### EXERCISE INSTRUCTIONS
Write the full listing out again, keeping every line exactly as it is.

[Start of section]

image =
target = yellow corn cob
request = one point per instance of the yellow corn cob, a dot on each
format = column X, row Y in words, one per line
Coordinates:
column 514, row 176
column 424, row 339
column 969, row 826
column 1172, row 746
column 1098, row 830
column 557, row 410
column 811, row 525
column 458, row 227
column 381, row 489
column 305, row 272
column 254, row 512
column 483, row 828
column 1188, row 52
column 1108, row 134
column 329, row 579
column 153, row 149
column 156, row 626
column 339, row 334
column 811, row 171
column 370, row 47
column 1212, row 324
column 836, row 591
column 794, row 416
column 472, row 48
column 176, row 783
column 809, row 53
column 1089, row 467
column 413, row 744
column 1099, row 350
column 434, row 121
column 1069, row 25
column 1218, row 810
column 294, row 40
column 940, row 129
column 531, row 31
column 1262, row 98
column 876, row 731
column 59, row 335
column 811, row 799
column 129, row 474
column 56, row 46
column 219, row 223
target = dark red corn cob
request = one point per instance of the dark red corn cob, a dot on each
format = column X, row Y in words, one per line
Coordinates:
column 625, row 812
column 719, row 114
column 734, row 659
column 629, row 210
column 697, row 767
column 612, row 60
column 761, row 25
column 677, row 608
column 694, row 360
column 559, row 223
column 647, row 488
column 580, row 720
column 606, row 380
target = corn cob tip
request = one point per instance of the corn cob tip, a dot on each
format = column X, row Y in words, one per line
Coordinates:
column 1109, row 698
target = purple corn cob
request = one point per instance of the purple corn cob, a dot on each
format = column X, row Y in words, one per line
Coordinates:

[End of section]

### EXERCISE RESULT
image =
target = yellow corn cob
request = one point per instance of the yellow corn cob, a dot on each
format = column X, row Y in words, one per line
Coordinates:
column 514, row 176
column 424, row 339
column 969, row 826
column 1172, row 746
column 1098, row 830
column 557, row 410
column 811, row 525
column 458, row 227
column 381, row 489
column 305, row 272
column 254, row 512
column 483, row 828
column 1188, row 52
column 1108, row 134
column 329, row 579
column 153, row 149
column 156, row 626
column 339, row 334
column 811, row 171
column 370, row 47
column 1212, row 324
column 836, row 591
column 794, row 416
column 472, row 48
column 176, row 783
column 809, row 53
column 1089, row 467
column 413, row 744
column 1099, row 350
column 434, row 121
column 1069, row 25
column 1218, row 810
column 294, row 40
column 940, row 129
column 531, row 31
column 1262, row 98
column 876, row 731
column 59, row 335
column 811, row 799
column 129, row 474
column 56, row 46
column 219, row 223
target = dark red corn cob
request = one point per instance of the dark red corn cob, a dot on each
format = column X, row Y in words, one per line
Coordinates:
column 625, row 812
column 719, row 114
column 734, row 659
column 629, row 210
column 697, row 767
column 612, row 60
column 761, row 25
column 677, row 608
column 694, row 360
column 559, row 223
column 647, row 488
column 580, row 720
column 606, row 380
target = corn cob tip
request = one point per instance of the corn cob tip, a dot on each
format = column X, row Y in words, one per line
Coordinates:
column 1109, row 698
target = purple corn cob
request = one point per instance of the purple corn cob, a dot on each
format = column X, row Y in words, one per line
Coordinates:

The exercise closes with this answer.